*Text shown:*
Conversations begin on Alabama’s police policies, training
By CAROLINE BECK, Alabama Daily News
MONTGOMERY, Ala. - As Congress appears deadlocked on advancing federal police reforms in response to outrage over recent killings of African Americans during law enforcement encounters, state lawmakers in Alabama are beginning conversations about police policies, training and funding.
Rep. Chris England, D-Tuscaloosa, said he and other Democratic Caucus members are working on multiple pieces of police reform legislation.
“Things like qualified immunity to more extensive background checks, more extensive training and dealing with things like mandatory body cameras and making sure the videos and the footage remains public record,” England said. “Just an exhaustive list and different reforms aimed towards making sure the use of force is regulated and only used in the most extreme and necessary circumstances.”
England said he would like to bring up the legislation in a special session if one is called by Gov. Kay Ivey later this summer or fall. If that’s not possible, he’ll file the bills in the 2021 regular session that begins in February.
While calls for “defunding the police” have been made nationally, some lawmakers and law enforcement officials say that decreasing funding won’t be helpful in bringing about the kind of change people want.

*Instructions to follow:* In the article on Alabama's police policies, when does the 2021 regular session begin?

*Record extracts:*
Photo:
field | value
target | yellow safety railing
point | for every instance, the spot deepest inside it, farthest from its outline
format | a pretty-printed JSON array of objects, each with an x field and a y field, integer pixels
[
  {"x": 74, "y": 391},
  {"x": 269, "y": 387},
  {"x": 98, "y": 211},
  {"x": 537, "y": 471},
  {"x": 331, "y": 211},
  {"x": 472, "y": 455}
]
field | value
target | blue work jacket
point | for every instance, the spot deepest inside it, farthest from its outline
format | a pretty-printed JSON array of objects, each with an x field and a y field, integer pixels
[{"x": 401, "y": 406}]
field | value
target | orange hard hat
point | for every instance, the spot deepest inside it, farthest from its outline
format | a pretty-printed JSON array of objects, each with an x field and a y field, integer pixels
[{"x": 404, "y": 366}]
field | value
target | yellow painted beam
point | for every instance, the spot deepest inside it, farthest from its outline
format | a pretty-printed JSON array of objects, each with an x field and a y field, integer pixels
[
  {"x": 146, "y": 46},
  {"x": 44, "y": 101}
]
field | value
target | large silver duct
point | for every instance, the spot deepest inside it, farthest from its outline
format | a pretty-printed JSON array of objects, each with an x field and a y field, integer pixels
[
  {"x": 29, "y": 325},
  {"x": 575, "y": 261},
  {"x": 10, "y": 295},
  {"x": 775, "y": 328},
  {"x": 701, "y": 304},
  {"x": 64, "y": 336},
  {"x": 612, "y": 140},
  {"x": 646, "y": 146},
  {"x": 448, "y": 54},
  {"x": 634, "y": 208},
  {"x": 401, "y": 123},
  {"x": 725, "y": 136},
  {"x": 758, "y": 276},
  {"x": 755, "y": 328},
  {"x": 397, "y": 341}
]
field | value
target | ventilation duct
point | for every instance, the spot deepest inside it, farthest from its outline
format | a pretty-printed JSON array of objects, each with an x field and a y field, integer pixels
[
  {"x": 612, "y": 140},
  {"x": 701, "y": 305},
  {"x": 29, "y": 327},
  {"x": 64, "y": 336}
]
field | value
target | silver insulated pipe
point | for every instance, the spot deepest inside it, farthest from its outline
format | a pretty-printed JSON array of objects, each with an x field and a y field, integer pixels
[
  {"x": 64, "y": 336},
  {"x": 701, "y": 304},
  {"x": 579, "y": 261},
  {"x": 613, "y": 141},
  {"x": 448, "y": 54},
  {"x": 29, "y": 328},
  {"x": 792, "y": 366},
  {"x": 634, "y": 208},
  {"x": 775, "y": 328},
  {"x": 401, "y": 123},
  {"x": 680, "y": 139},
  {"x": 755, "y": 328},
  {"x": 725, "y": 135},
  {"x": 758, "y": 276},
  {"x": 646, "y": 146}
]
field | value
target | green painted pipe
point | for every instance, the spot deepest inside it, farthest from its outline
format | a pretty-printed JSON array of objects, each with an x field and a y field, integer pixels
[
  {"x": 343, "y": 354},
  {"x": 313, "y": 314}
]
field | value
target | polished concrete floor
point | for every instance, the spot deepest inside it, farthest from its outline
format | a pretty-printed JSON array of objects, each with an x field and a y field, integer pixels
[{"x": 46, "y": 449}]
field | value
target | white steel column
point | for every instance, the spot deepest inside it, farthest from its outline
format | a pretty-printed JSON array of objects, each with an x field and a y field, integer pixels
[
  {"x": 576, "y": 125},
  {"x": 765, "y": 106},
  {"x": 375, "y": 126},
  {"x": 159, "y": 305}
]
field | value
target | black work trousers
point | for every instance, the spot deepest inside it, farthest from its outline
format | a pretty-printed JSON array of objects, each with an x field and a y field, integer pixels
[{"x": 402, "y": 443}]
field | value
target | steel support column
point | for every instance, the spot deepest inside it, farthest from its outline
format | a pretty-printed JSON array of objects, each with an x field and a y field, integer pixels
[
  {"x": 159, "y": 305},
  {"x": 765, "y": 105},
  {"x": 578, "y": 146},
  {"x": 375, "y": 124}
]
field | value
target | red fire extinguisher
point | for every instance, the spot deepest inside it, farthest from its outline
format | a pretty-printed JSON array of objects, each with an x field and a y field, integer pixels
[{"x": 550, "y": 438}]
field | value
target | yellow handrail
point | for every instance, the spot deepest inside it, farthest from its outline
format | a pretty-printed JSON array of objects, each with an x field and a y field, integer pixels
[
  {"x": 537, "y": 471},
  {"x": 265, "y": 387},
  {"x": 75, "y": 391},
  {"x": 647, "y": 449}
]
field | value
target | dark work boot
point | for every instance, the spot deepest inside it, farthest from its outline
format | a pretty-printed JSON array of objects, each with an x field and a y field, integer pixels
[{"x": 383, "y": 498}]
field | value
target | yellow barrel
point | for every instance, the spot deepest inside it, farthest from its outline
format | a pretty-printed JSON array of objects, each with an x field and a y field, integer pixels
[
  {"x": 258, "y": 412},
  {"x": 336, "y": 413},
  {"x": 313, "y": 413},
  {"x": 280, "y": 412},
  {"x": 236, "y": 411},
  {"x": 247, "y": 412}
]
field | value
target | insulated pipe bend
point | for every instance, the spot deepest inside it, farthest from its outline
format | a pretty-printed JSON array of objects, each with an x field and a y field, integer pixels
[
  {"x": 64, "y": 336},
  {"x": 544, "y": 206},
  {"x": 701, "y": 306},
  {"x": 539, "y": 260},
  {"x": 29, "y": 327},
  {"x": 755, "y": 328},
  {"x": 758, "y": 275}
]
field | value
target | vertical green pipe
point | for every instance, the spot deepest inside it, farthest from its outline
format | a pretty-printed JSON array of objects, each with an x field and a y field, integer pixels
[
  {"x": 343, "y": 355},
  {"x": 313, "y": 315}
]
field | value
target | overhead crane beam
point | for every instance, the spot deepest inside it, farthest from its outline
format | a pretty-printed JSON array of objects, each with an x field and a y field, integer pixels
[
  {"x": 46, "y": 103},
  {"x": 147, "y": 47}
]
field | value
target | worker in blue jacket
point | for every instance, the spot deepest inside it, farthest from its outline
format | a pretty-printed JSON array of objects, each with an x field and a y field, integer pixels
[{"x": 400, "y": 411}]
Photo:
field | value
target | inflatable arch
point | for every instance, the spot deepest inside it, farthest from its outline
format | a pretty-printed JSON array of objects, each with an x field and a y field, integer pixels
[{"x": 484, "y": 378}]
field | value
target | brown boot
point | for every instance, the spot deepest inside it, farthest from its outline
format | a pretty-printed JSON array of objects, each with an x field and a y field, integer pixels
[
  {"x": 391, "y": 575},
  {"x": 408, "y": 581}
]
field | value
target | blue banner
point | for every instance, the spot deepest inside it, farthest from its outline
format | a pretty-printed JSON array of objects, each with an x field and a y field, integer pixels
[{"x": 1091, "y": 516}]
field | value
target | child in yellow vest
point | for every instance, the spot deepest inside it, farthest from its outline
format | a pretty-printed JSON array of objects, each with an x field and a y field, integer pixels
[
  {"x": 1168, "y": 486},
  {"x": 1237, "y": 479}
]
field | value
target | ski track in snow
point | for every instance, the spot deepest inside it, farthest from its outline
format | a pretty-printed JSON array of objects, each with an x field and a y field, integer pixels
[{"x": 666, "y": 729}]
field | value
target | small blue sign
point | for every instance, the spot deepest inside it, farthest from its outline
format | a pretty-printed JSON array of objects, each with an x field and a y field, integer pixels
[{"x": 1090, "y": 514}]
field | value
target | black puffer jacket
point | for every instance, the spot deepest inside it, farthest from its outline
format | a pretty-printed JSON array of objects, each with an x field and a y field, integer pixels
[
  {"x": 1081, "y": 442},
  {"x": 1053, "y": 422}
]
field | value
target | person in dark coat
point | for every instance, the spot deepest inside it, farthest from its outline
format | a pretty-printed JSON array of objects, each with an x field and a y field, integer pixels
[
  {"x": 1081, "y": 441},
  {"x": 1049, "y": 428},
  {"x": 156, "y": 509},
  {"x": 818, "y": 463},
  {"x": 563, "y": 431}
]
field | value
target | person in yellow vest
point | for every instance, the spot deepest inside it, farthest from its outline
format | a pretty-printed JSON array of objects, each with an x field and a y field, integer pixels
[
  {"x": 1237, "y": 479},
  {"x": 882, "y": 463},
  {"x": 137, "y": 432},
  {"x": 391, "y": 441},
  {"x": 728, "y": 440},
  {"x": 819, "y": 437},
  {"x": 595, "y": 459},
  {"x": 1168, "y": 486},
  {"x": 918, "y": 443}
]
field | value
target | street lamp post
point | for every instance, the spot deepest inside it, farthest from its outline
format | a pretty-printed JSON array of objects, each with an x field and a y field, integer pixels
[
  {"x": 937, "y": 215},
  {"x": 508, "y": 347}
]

*Final answer:* In February.